_Shape annotation records_

---------------

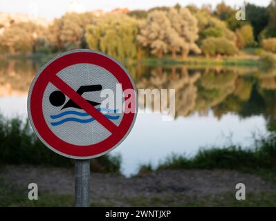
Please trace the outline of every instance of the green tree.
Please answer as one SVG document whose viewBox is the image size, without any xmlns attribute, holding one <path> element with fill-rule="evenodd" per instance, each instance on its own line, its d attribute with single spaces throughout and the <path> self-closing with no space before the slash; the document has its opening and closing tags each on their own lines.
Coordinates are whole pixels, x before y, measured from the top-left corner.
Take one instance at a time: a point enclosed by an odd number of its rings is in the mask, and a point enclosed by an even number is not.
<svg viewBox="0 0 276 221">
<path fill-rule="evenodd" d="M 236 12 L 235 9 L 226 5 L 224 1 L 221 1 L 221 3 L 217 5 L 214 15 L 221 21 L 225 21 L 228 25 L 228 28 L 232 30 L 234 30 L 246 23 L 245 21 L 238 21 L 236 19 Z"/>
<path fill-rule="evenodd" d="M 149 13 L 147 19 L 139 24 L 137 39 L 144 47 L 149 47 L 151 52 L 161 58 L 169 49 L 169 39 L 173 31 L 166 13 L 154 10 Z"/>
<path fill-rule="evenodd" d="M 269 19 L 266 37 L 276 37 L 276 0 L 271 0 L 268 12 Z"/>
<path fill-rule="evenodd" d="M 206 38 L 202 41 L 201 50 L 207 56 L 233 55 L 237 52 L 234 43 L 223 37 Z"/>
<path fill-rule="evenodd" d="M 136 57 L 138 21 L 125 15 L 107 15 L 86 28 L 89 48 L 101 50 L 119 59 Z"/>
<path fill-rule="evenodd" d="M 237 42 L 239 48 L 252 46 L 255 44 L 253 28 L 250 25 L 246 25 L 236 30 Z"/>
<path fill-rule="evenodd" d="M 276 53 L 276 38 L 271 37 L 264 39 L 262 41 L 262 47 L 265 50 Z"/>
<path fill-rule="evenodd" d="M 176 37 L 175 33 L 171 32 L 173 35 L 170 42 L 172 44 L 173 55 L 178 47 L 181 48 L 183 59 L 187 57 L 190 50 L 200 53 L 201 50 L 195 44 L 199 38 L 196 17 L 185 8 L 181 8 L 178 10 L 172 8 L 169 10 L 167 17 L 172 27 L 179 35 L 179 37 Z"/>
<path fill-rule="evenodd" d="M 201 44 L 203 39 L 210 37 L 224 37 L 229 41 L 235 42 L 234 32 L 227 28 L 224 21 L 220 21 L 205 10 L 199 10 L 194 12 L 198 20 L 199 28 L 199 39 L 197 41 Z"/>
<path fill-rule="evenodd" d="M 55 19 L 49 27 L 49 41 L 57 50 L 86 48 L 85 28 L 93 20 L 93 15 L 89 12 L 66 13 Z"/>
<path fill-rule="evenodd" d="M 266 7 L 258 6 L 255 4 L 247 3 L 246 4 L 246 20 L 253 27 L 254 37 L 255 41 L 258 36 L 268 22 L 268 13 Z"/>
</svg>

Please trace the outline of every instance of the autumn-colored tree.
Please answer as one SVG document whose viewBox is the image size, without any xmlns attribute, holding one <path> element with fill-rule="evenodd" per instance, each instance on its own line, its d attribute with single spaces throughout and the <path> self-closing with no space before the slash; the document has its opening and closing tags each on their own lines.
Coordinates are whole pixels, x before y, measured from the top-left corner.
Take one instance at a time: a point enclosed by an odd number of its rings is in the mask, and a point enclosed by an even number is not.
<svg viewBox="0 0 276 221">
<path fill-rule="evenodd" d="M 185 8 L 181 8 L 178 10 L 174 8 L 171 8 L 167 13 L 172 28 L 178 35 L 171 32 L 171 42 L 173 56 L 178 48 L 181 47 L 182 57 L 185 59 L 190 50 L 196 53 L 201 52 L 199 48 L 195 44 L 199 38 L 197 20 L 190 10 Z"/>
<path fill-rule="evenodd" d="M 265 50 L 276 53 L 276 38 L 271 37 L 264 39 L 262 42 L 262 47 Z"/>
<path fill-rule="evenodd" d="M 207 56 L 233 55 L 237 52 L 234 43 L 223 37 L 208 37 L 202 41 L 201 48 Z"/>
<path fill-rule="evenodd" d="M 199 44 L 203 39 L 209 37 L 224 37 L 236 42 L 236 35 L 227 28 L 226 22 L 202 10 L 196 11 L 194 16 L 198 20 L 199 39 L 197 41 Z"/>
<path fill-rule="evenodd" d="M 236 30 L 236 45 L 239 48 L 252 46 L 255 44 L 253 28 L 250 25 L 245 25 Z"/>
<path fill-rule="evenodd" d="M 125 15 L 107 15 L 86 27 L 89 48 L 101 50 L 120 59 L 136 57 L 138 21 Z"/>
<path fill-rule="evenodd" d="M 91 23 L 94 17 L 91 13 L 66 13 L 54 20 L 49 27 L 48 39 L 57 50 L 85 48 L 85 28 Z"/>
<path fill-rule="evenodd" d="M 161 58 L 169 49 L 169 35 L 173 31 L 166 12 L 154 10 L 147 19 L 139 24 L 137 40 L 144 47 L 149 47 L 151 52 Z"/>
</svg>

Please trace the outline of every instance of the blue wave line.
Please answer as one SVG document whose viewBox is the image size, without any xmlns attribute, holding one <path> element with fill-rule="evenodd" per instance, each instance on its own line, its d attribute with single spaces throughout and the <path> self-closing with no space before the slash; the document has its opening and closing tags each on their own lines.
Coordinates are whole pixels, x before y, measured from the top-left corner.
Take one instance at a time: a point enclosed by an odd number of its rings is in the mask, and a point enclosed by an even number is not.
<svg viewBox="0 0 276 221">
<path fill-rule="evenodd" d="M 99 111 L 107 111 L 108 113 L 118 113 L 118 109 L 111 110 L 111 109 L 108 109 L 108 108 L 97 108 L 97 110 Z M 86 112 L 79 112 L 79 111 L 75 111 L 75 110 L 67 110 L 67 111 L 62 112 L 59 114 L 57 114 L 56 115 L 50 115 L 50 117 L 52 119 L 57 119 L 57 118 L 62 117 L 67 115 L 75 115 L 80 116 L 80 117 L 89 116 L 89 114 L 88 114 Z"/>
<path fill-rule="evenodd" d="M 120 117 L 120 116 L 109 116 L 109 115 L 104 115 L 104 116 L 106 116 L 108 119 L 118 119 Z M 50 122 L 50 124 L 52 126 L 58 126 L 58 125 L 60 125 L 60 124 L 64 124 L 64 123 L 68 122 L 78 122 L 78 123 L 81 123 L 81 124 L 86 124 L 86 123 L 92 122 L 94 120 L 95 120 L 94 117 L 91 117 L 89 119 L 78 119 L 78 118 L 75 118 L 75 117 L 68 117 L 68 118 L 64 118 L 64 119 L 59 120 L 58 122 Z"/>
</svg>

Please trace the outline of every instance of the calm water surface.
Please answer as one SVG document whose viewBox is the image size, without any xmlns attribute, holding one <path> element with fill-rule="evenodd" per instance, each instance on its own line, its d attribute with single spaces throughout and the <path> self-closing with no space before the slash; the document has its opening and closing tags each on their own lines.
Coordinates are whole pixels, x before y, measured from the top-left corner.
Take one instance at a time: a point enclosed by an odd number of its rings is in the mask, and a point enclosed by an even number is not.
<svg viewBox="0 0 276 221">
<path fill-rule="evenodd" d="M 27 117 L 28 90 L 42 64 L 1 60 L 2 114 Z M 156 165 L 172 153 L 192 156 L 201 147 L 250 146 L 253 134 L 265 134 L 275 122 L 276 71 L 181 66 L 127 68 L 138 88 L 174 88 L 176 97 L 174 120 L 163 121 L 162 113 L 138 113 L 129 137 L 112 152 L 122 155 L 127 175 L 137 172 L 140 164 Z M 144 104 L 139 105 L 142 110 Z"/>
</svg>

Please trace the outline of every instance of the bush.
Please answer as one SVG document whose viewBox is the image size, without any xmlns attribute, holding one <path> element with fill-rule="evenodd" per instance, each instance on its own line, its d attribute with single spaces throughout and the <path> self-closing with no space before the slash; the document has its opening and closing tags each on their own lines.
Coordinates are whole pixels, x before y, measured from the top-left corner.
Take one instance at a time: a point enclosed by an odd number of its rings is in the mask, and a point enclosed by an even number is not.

---------------

_WHAT IS REQUIRED_
How many lines of the material above contain the word "trace"? Reply with the number alone.

_RESULT OF THIS EXERCISE_
5